## Prompt A
Summarize the text on the law graduation ceremony in two sentences.
## Prompt B
In the text on the law graduation ceremony, what percentage of Law Center graduates does Hollingsworth say remain in the Houston area?

## Provided text
☆ ☆ ☆ ☆ ☆

After regaling the 350 graduates and a Hofheinz Pavilion crowd of family and friends with jokes and humorous anecdotes from his storied career, Giuliani outlined six personal and professional tips for becoming a leader:

  • Beliefs and Goals:  Set your standards and stick to them. If you go with the polls or others’ opinions, “the others are the leaders and you are the follower.” Develop a clear vision. “A leader points the way to the future.”
  • Optimism:  “An optimist doesn’t ignore problems, he absorbs them and figures out how to solve them.”  Would you follow a pessimist who only sees the problems and downside of an issue, he asked? “I want you to be an optimist even if you’re not,” he joked, “because optimists have more friends.”
  • Take risks:  Don’t be afraid to express your ideas or pursue your goals.
  • Train:  “Relentless preparation” is a key to success in law. Nothing should happen in the courtroom that you haven’t already anticipated. He said as mayor of New York City he thought he was prepared for any eventuality.  Then came 9/11.  But preparation in dealing with other crises helped him make decisions even during the nightmare that was beyond anything he had ever imagined.
  • Teamwork:  Recognize your weaknesses and find someone who can help you. A successful team is a balancing of strengths and weaknesses. “If you don’t think you have any weaknesses, ask your wife or husband.”
  • Caring:  Genuinely care about the people you represent as well as colleagues. “When things go wrong, be there.”

Earlier, Dean Raymond T. Nimmer, University of Houston President and Chancellor Renu Khator, Regent Jarvis B. Hollingsworth and Law Alumni Association President Warren W. Harris congratulated the graduates.
Nimmer praised the graduates as well as the faculty and staff which combined have made the Law Center a Tier One law school, ranking among the best in the nation in numerous categories.

“I am proud of your degree and I am sure you are proud of it too,” Khator told the graduates. “I would give you some advice, but you have done well enough without it.”

Hollingsworth reminded the class that 80 percent of Law Center graduates remain in the Houston area “and drive our community. We populate this city.”

Harris welcomed graduates to the Alumni Association and joked that the best part about the organization is that it has no dues, and no exams. He urged the group of new lawyers to “stand up and take charge” and be proud of their new profession. He told them about a discussion he recently had with a group of eight- and nine-year-olds. “What do lawyers do?” he asked them, and their overwhelming response was, “Lawyers help people.”

☆ ☆ ☆ ☆ ☆

## Dataset rows

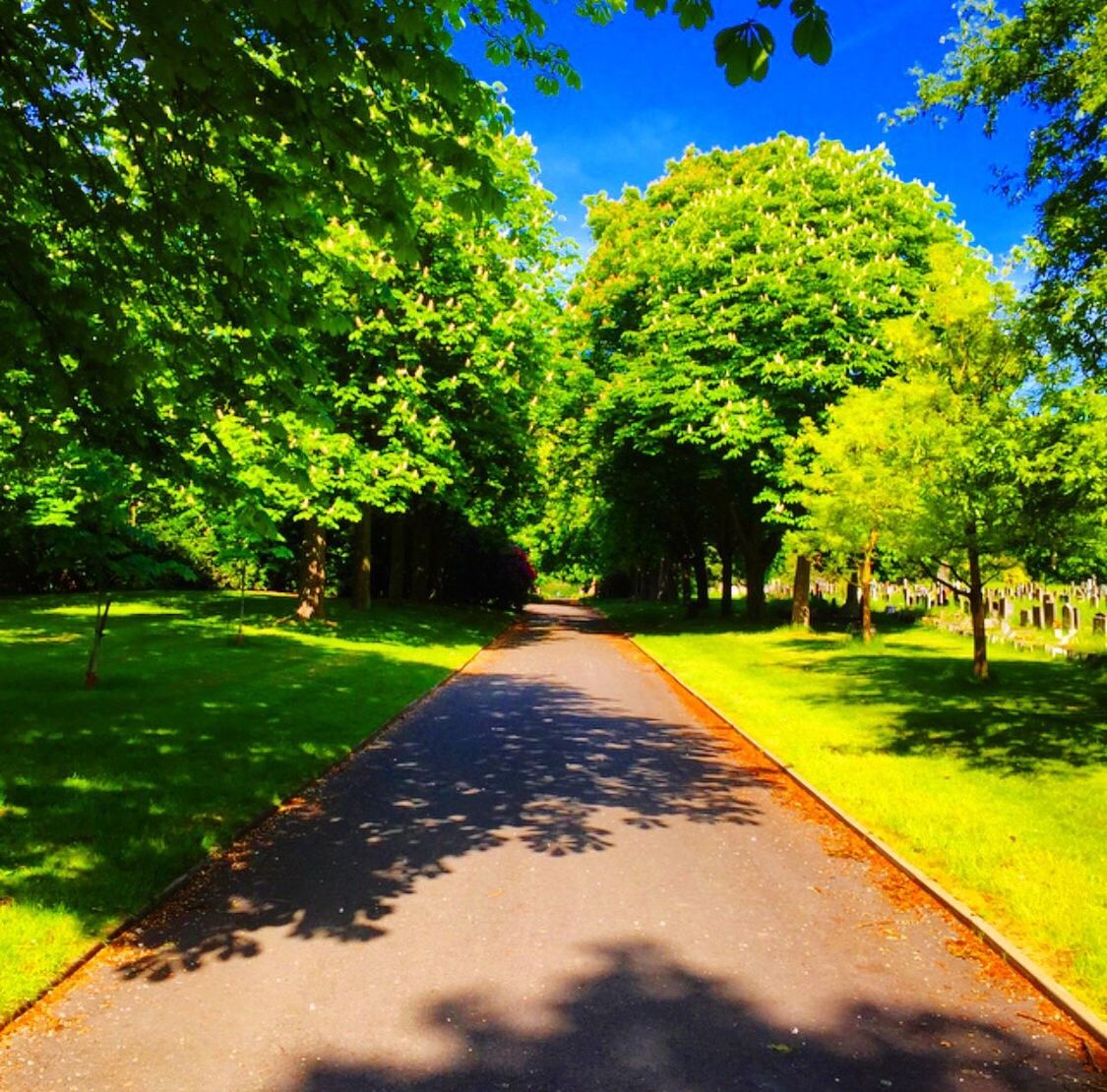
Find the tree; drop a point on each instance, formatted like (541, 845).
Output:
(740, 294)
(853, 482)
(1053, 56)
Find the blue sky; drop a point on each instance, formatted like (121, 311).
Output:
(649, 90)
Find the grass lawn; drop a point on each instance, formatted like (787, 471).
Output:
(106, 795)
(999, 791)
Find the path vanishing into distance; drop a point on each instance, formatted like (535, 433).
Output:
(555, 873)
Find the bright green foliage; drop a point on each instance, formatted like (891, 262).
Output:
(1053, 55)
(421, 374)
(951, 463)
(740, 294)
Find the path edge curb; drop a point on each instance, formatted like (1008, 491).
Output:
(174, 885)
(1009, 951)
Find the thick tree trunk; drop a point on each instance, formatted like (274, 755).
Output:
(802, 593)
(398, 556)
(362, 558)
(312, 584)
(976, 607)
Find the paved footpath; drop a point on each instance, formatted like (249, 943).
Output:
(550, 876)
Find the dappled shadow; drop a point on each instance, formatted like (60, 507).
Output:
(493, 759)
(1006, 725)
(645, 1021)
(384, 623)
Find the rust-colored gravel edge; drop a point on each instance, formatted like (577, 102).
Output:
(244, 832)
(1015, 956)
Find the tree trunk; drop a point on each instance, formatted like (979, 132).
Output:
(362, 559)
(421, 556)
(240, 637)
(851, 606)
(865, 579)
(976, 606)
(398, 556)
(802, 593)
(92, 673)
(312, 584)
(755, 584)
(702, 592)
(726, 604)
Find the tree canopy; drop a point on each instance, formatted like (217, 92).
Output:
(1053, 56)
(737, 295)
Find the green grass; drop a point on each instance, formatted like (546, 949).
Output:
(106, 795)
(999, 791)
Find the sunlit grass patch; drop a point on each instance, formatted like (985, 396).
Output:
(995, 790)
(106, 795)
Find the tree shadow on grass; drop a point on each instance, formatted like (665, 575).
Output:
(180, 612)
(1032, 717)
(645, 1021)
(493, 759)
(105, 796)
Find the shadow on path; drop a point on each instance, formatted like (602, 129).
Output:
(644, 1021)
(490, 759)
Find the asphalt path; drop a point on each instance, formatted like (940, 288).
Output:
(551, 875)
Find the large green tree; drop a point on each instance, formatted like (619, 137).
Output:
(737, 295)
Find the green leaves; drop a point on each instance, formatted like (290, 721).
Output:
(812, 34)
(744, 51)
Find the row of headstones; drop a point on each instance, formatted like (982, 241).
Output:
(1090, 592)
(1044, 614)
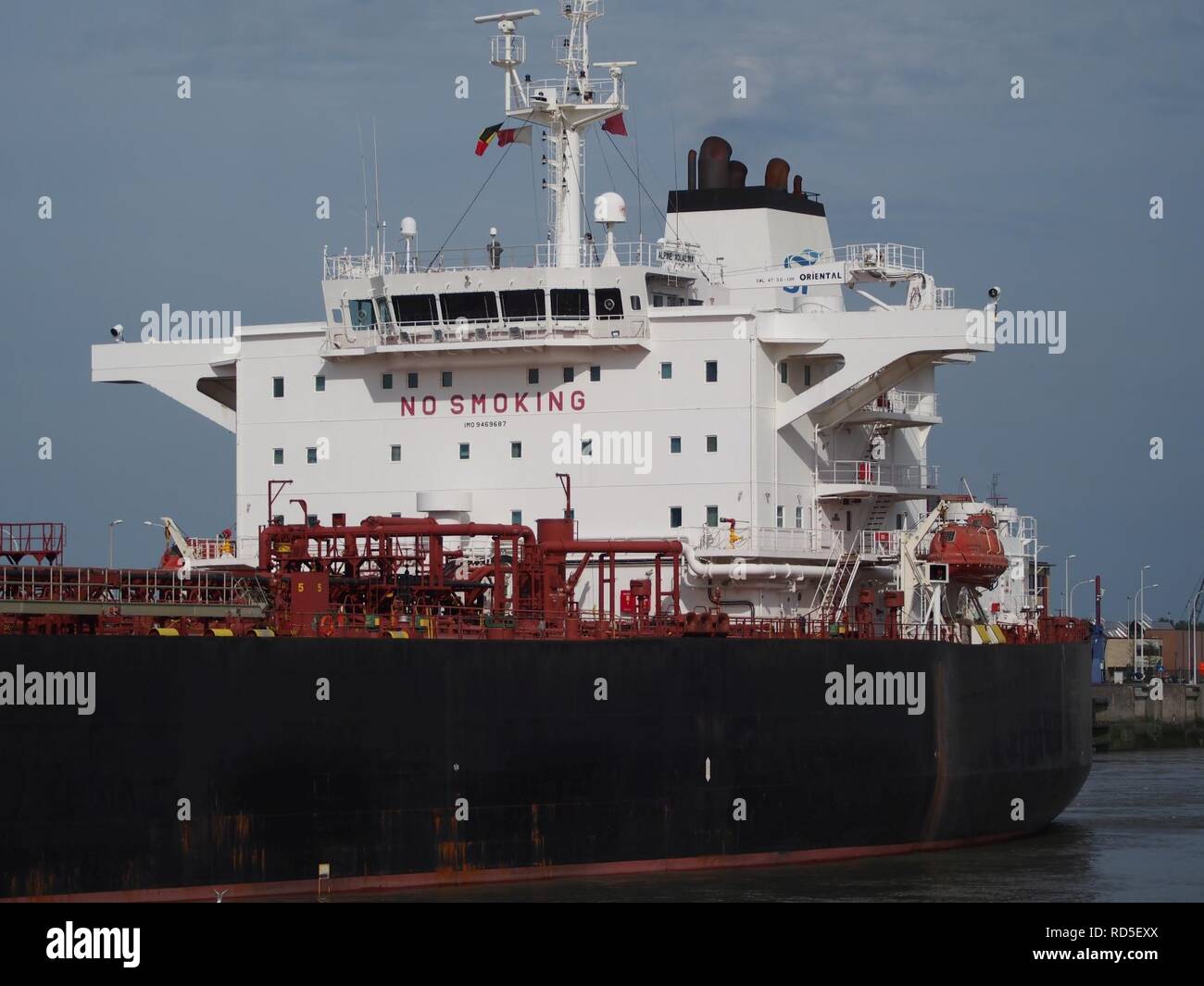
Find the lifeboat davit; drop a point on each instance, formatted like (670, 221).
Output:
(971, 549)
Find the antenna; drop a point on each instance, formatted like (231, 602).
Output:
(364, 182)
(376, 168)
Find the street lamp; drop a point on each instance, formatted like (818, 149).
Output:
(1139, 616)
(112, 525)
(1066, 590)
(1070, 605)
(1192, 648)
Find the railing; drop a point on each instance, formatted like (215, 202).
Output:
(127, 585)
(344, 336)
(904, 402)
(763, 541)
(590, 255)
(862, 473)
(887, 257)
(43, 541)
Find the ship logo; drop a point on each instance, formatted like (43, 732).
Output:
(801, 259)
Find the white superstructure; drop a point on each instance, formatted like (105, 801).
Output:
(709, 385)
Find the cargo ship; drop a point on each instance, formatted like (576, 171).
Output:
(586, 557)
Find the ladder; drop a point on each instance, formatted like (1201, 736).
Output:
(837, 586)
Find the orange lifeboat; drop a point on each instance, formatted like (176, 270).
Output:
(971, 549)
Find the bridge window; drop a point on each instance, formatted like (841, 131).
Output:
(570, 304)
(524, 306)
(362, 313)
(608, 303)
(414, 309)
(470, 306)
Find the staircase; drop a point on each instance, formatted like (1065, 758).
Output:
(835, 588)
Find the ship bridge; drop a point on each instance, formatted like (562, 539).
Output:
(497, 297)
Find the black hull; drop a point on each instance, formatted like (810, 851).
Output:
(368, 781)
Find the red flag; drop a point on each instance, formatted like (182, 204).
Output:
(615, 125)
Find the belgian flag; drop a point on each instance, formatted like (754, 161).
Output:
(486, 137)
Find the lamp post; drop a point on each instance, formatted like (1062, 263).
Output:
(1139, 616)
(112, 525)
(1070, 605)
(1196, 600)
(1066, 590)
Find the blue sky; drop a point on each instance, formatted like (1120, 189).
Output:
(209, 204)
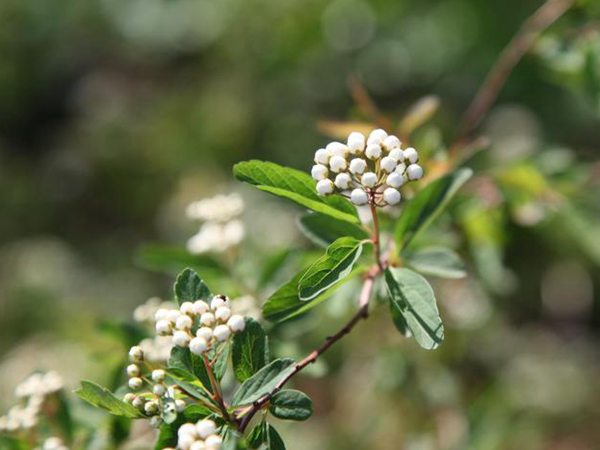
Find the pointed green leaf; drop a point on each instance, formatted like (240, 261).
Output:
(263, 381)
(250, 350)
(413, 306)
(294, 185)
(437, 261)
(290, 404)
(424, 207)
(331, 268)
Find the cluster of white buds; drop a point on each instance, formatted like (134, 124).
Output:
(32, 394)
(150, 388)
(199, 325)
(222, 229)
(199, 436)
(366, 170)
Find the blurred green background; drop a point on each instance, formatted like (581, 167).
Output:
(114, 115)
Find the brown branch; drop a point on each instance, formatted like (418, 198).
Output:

☆ ☆ ☆ ☆ ☆

## Full answer A
Giuliani gave the 350 graduates six tips for becoming a leader: hold to beliefs and goals, be optimistic, take risks, train, rely on teamwork, and care about people. Earlier, Nimmer, Khator, Hollingsworth and Harris congratulated the graduates, with Nimmer praising the Law Center as a Tier One law school and Harris welcoming the class to the Alumni Association.

## Full answer B
80 percent.